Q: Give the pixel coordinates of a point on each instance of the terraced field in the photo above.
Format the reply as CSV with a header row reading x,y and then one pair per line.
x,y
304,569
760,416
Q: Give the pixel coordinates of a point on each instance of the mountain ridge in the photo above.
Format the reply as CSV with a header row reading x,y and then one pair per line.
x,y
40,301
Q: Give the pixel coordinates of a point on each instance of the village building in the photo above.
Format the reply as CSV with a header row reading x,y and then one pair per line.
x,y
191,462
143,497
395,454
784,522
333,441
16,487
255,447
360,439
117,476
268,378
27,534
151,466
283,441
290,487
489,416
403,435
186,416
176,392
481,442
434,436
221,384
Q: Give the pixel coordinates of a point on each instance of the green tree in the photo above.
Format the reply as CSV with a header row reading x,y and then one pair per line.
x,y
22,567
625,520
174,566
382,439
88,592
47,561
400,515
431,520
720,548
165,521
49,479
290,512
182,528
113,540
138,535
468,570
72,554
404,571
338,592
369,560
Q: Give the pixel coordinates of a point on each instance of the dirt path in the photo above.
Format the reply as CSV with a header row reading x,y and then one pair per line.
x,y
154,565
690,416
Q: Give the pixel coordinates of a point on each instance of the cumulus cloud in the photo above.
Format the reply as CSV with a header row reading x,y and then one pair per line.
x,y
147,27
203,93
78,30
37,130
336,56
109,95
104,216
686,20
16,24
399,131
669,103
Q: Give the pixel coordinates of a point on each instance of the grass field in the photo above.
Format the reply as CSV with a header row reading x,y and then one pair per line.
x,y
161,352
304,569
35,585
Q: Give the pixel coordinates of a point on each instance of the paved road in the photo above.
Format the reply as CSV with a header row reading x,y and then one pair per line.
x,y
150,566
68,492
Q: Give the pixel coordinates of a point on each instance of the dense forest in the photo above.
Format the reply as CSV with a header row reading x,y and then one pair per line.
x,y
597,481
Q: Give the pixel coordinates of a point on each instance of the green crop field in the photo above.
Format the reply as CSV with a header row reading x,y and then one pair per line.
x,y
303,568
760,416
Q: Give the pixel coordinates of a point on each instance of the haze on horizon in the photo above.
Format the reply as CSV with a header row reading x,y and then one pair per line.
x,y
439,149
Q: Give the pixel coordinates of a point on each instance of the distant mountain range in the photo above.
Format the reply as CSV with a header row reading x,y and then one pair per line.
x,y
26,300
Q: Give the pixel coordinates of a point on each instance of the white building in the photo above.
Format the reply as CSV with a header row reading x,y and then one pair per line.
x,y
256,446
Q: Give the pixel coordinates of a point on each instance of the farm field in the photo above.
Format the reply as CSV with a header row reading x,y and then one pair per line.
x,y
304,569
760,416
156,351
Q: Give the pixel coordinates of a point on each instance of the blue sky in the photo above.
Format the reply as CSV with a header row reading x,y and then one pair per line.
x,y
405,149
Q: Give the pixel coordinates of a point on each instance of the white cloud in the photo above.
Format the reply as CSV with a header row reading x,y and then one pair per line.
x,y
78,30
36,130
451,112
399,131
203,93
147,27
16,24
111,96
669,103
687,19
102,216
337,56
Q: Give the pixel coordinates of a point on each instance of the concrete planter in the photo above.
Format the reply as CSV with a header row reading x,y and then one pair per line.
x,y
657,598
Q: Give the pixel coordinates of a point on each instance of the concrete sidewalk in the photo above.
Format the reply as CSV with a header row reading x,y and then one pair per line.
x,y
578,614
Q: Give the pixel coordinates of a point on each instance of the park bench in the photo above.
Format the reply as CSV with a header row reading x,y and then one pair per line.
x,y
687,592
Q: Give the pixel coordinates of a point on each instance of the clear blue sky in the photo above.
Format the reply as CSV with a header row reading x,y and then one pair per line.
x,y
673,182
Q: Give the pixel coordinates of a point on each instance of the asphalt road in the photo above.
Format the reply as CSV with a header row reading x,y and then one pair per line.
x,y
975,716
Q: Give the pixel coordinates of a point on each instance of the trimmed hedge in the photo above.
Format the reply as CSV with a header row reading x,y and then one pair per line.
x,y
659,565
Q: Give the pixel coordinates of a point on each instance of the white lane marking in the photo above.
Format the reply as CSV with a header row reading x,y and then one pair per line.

> [Short problem]: Quote exactly and only the lines from the one holding "sidewalk in the photo above." through the end of the data.

> [Final answer]:
Q: Give the pixel coordinates of a point on each instance of the concrete sidewalk in the photo above.
Format the reply as CSV with a header row reading x,y and then one pair per line.
x,y
578,614
Q: Give the pixel coordinates of a point on each instance of the park bench in the photo above.
Format the reply as CSV with a header row reading x,y and then one pair per line.
x,y
687,592
Q: Give the pixel coordinates of a point on each instance of the clear blue sky in the photo above.
Format the reply as CSV with a header row reading x,y and then one pair per line.
x,y
673,182
Q: Give the pixel coordinates of a point on each instance of the asphalt road in the photo above.
Format the reply as CSV with a header row reading x,y and then one pair per line.
x,y
975,716
Q: Give the pixel coordinates of a point on each instance of the trimmed hedge in the photo above.
Format the reply as CSV with a header row reading x,y and then one pair per line.
x,y
659,565
Q: Give the pixel coordinates of a point on each instance of the white lane marking in the photo above.
Format the reply as CSV with a header row reading x,y and then one pair per line.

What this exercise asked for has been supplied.